TASK TO COMPLETE: Give back all of the material below word for word, but leave the pictures out.

-- start --

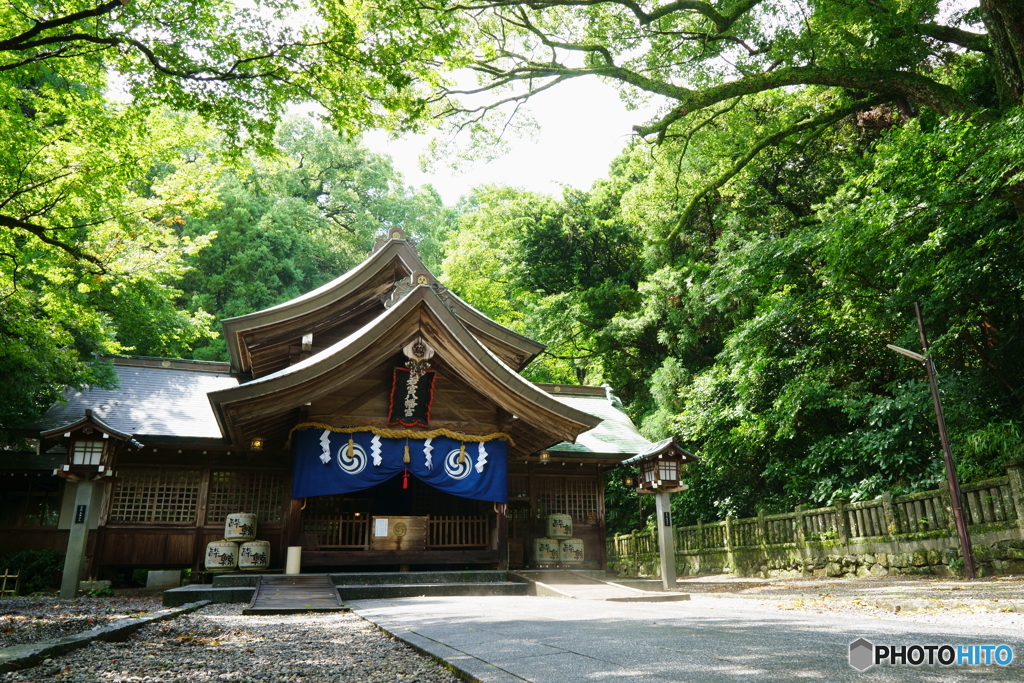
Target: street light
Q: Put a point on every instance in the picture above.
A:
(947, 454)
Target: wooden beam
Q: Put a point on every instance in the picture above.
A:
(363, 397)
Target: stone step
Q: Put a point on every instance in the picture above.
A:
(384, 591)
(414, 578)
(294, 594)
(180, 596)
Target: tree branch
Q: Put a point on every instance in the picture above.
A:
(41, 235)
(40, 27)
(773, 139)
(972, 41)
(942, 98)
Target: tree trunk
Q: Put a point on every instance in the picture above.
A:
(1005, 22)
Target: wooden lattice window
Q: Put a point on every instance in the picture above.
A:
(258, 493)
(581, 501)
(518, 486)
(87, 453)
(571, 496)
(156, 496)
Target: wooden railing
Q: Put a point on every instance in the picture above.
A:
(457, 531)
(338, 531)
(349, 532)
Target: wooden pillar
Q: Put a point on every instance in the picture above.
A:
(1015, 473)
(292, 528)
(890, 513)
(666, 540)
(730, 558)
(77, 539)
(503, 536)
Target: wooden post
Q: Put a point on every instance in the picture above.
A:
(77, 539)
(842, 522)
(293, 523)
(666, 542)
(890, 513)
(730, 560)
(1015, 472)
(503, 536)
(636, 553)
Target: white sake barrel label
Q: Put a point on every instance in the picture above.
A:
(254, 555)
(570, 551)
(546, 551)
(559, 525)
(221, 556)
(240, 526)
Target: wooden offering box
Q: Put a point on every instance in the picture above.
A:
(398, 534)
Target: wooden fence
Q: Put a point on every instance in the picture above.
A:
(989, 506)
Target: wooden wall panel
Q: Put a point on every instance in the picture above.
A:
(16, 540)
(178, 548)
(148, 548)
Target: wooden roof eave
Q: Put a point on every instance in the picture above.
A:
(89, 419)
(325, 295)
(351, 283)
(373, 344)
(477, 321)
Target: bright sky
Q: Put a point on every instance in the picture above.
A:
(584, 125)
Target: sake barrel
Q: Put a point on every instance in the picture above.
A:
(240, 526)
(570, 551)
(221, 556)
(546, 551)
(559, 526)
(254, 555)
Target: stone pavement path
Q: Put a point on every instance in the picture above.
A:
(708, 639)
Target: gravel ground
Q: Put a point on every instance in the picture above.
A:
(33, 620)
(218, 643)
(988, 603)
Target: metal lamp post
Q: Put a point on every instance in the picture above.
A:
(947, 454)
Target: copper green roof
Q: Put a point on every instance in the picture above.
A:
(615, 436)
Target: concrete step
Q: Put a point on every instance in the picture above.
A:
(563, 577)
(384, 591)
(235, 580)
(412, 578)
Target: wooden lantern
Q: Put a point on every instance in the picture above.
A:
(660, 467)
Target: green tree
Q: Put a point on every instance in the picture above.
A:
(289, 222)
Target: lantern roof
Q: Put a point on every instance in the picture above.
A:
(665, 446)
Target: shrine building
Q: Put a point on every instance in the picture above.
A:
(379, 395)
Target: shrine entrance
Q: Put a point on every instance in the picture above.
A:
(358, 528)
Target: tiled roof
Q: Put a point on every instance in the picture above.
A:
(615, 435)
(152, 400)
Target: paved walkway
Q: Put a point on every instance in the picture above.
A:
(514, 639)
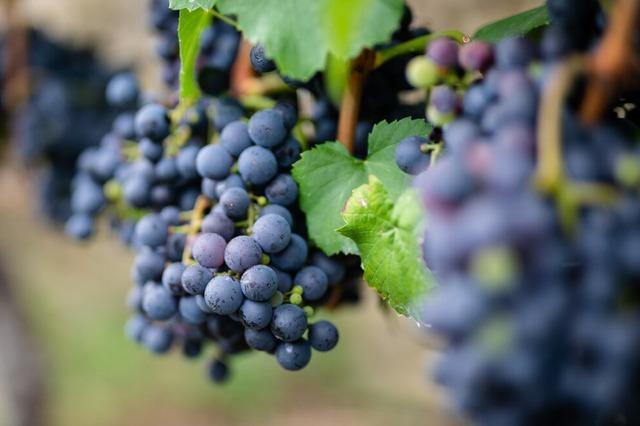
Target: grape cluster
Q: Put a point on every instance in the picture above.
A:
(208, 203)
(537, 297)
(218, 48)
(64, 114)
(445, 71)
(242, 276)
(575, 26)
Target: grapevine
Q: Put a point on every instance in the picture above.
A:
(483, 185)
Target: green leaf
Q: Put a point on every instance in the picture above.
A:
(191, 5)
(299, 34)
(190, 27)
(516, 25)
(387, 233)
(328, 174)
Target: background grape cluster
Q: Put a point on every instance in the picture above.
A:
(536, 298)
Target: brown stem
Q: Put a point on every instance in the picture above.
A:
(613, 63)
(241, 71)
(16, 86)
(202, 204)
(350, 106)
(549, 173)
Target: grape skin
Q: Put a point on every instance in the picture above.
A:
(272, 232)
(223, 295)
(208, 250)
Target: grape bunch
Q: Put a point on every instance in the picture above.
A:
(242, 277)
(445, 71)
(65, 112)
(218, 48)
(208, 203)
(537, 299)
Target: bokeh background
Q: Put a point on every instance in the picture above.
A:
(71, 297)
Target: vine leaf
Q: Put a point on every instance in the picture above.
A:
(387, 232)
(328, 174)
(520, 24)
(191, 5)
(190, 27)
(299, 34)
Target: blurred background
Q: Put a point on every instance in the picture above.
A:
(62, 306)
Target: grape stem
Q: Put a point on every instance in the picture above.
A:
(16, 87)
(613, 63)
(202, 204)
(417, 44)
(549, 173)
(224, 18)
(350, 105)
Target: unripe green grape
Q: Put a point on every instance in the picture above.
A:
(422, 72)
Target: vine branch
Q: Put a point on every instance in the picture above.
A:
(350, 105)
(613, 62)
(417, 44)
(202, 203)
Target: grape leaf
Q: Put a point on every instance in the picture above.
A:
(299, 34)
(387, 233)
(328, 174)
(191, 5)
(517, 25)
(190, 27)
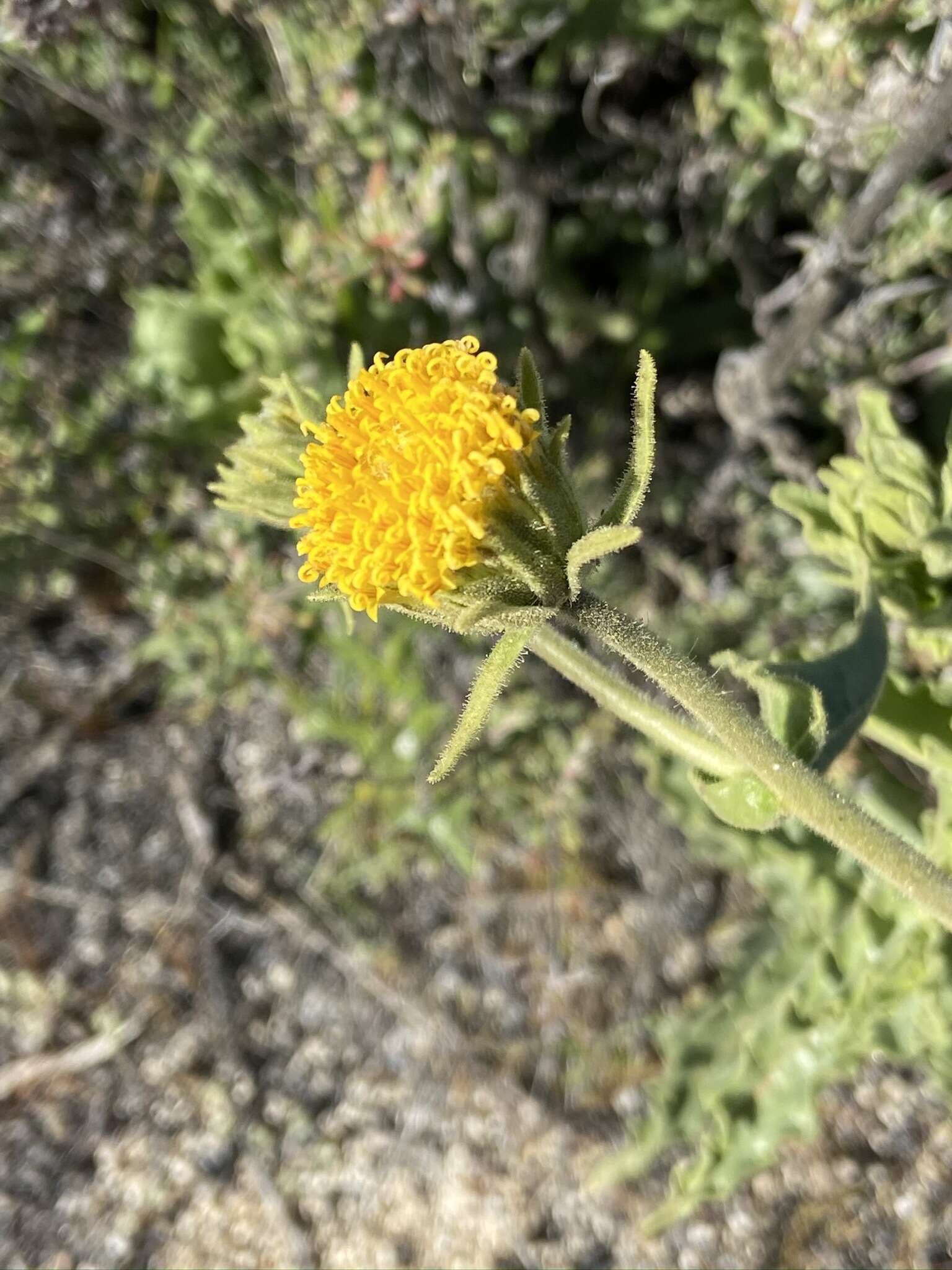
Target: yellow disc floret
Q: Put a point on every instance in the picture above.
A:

-- end --

RESPONSE:
Target: street light
Q: Put a point on every instance in the picture above.
A:
(947, 454)
Target: wooden beam
Q: Put a point on every instance in the picture above.
A:
(363, 397)
Target: stone step
Q: Put a point on every instance in the picture above.
A:
(384, 591)
(414, 578)
(294, 594)
(180, 596)
Target: tree branch
Q: Put a point on every instance in the picture above.
A:
(41, 235)
(40, 27)
(773, 139)
(972, 41)
(942, 98)
Target: tree trunk
Q: Put a point on every instance in the picture above.
A:
(1005, 22)
Target: wooden lattice window
Q: Put a point on every instance in the picture above.
A:
(258, 493)
(581, 501)
(518, 486)
(87, 453)
(571, 496)
(156, 496)
Target: wooden railing
Q: Put a point on every instance in the picture above.
A:
(457, 531)
(338, 531)
(349, 532)
Target: wooden pillar
Q: Put a point on every instance in the picture above.
A:
(1015, 473)
(292, 528)
(890, 513)
(666, 540)
(730, 558)
(77, 539)
(503, 536)
Target: wooden post
Q: Put a point on every instance in the picture above.
A:
(77, 539)
(842, 522)
(293, 523)
(666, 542)
(890, 513)
(730, 560)
(1015, 472)
(503, 536)
(636, 553)
Target: white sake barrel label
Q: Put a point on every instance in the picture above.
A:
(254, 555)
(570, 551)
(546, 551)
(559, 525)
(221, 556)
(240, 526)
Target: wooden offering box
Q: Put a point on every instance in the picture above.
A:
(398, 534)
Target: wooden fence
Q: Put a point on every instance in the picture above.
A:
(989, 506)
Target: wooden wall panel
Q: Put a point on every instance in the picture above.
A:
(16, 540)
(178, 548)
(148, 548)
Target: wooden roof eave
Q: Put a point on every instance in the picture above.
A:
(89, 419)
(325, 295)
(351, 283)
(373, 344)
(477, 321)
Target: bright sky
Q: Put a point on every instance in the picture above.
A:
(584, 125)
Target: sake barrel
Q: Put a point on every instance in the picture above.
A:
(240, 526)
(570, 551)
(221, 556)
(546, 551)
(559, 526)
(254, 555)
Target: stone pavement path
Q: Put a point on every instance in the picture above.
A:
(708, 639)
Target: gravel ground
Q: Put a point on every instance in the picture above.
A:
(33, 620)
(218, 643)
(988, 603)
Target: metal lamp post
Q: Put a point on every instance in the picture above.
A:
(947, 454)
Target: copper green roof
Q: Put a point on every instance in the picture above.
A:
(615, 436)
Target: concrete step
Q: Put a point on every instance in the picture above.
A:
(563, 577)
(384, 591)
(235, 580)
(412, 578)
Target: wooden lantern
Q: Put a point on every instance in the picture above.
A:
(660, 467)
Target: green tree
Q: Put a point on every instance in the picture above.
A:
(289, 222)
Target: lantern roof
Q: Put a point on every instance in the picture above.
A:
(665, 446)
Target: shrine building
Q: Put a point on every instance in the picture above.
A:
(379, 395)
Target: shrine entrance
Q: Put a point on every instance in the picture above.
A:
(358, 528)
Target: tiled roof
Q: Put a point on every instance in the picture above.
A:
(615, 435)
(152, 400)
Target: paved walkway
Q: Put a point on every instance in the picture above.
A:
(514, 639)
Target: grape cluster
Q: Put a point on every instance in the picture above.
A:
(208, 203)
(537, 297)
(218, 48)
(64, 114)
(445, 71)
(242, 276)
(575, 26)
Target: grapevine
Q: Put a point on every instance in the picture above.
A:
(483, 185)
Target: green leaf
Q: Put a point on every instance in the picture above.
A:
(191, 5)
(299, 34)
(190, 27)
(516, 25)
(387, 233)
(328, 174)
Target: background grape cluster
Q: Put a point on every instance in the picture above.
A:
(536, 298)
Target: brown stem
Q: Put a point on every instance in the picture above.
A:
(613, 63)
(241, 71)
(16, 86)
(202, 204)
(350, 106)
(549, 173)
Target: grape skin
Q: Put a point on every instance in the picture above.
A:
(272, 232)
(223, 295)
(208, 250)
Target: grape bunch
Q: Put a point on every instance in the picture above.
A:
(242, 277)
(445, 71)
(65, 112)
(218, 48)
(208, 203)
(537, 299)
Target: bokeh background
Q: Put a point on every instance in the picture above.
A:
(71, 297)
Target: vine leaf
Q: Put a point on every instance in the picture above.
A:
(387, 232)
(328, 174)
(520, 24)
(191, 5)
(190, 27)
(299, 34)
Target: blurred background
Q: Put a point on every instance in the picture above.
A:
(62, 306)
Target: grape stem
Q: Put a point on every instance in the picture above.
A:
(16, 87)
(613, 63)
(202, 204)
(417, 44)
(549, 173)
(224, 18)
(350, 105)
Target: unripe green grape
Q: Put a point on every instance in the picture above.
A:
(422, 72)
Target: vine branch
Q: Put a point on every instance in the picture above.
A:
(350, 105)
(613, 62)
(417, 44)
(202, 203)
Target: grape leaf
Q: Put a point on every instance in the picture above.
A:
(299, 34)
(387, 233)
(328, 174)
(191, 5)
(517, 25)
(190, 27)
Target: yellow disc floret
Q: Put a point on every instance in the picture above.
A:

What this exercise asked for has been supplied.